## PROBLEM TO SOLVE
Exclude all pictures, then copy each of the records exactly as written.
--- DATASET EXCERPTS ---
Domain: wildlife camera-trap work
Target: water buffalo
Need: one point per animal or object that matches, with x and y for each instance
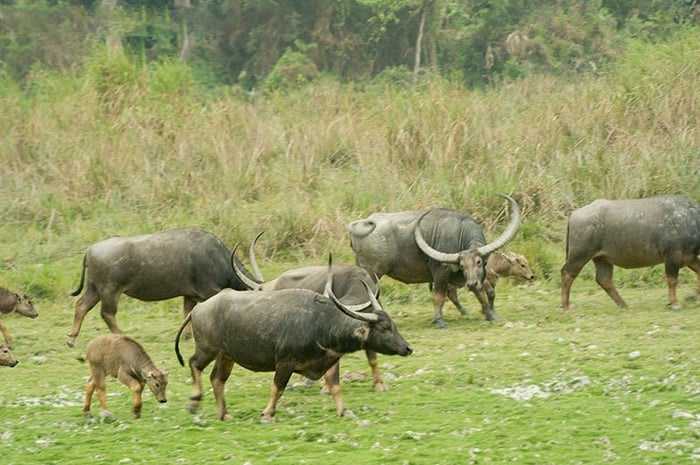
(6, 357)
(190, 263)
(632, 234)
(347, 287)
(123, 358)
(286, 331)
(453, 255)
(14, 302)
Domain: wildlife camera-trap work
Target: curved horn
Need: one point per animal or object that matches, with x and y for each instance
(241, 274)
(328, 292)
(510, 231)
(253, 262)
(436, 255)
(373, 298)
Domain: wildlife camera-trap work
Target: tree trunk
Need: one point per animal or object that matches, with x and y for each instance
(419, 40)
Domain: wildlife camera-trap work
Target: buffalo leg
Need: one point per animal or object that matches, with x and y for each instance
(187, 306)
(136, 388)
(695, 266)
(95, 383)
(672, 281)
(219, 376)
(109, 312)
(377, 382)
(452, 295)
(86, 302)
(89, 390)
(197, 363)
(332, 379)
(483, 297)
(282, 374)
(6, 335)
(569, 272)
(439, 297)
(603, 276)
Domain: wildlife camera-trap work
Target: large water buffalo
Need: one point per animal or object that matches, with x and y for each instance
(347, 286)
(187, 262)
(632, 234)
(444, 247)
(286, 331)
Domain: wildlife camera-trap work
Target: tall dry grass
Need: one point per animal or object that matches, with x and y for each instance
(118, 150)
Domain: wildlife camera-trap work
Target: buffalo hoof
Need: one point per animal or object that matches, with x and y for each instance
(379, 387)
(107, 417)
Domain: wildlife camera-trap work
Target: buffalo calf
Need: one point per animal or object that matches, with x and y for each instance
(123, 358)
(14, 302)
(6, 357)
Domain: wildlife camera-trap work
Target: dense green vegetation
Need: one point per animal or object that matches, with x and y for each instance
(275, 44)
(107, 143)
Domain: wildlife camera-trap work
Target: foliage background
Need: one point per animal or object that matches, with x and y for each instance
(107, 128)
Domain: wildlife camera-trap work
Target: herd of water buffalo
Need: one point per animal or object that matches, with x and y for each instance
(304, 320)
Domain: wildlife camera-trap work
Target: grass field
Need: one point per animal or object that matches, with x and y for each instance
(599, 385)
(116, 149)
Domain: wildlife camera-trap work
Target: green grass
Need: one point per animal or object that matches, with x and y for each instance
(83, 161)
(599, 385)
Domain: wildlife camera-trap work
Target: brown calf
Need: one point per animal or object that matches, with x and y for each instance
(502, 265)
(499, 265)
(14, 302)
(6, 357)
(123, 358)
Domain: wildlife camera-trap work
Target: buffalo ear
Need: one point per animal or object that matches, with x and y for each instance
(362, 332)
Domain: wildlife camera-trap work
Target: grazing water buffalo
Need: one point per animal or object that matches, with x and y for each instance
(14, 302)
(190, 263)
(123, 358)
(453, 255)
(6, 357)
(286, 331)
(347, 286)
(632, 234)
---
## OUTPUT
Domain: wildlife camera-trap work
Target: water buffalo
Need: one point per animal or object that matches, with x and y for each instance
(6, 357)
(190, 263)
(632, 234)
(347, 287)
(123, 358)
(286, 331)
(453, 255)
(14, 302)
Domain: wildlife camera-trap work
Target: curved horn
Need: one point per animal or object that matches, with x and y for each instance
(241, 274)
(328, 292)
(510, 231)
(253, 262)
(436, 255)
(373, 298)
Domain: wildlife camera-trap work
Target: tree trunk
Need: one point per animal or object that matches, with x and y for each instance
(419, 40)
Domain: wildlife camera-trap work
Target: buffalo leg
Need: one point per animal or object that matches, with x and y for each instance
(187, 306)
(136, 388)
(695, 266)
(95, 383)
(672, 281)
(219, 376)
(109, 312)
(377, 382)
(452, 295)
(86, 302)
(89, 390)
(197, 363)
(332, 379)
(483, 297)
(282, 374)
(6, 335)
(569, 272)
(439, 297)
(603, 276)
Domain: wildlife camera-trap work
Target: large water buffalo
Need: one point per animal or object that matches, with x and y for each instance
(347, 286)
(187, 262)
(632, 234)
(444, 247)
(286, 331)
Domain: wildlife camera-trap work
Target: tall dry grass
Need: one point per animal or object that matches, with x and y for each instance
(118, 150)
Domain: wildlife camera-trap work
Target: buffalo hoof
Need: one point per animal or object that matches, with x and y for each instance
(379, 387)
(107, 417)
Domain: wildlife camera-trap work
Target: buffalo calf
Need: one point per animal or object that matches, with x and y for each instance
(123, 358)
(14, 302)
(6, 357)
Domain: wildlife camera-trap work
Target: dense green vegetation
Need: one point per animal or object that matches, with x and y for each instance
(275, 44)
(107, 143)
Domain: wildlife camera-trap work
Target: foliage background
Need: one point per animal or object that matches, with x and y for each instance
(107, 128)
Domain: wildlife camera-trap work
Target: herd of water buffalo
Need: one point per animal or object that matches, with x and y for each instance
(304, 320)
Domain: wildlife camera-trap work
Target: grass field
Need: one point per animal or object that matches, with x and y for each instance
(599, 385)
(116, 149)
Domain: wildlife camera-trap work
Target: green grass
Need: one point per animal or object that matches, with x and y for each instance
(83, 161)
(599, 385)
Domain: wildlife camera-trap work
Target: brown calf
Need: one point per animal or object that matches, with x and y for each instance
(502, 265)
(499, 265)
(14, 302)
(6, 357)
(123, 358)
Domain: wildlife camera-trap work
Target: buffalo ear
Need: one point per animal or object that matches, with x and y for each instance
(362, 332)
Domain: wildlife camera-trap work
Target: grazing water buffalo
Need: one point per animal or object that matches, with x and y for each instance
(14, 302)
(190, 263)
(123, 358)
(453, 255)
(6, 357)
(286, 331)
(347, 286)
(632, 234)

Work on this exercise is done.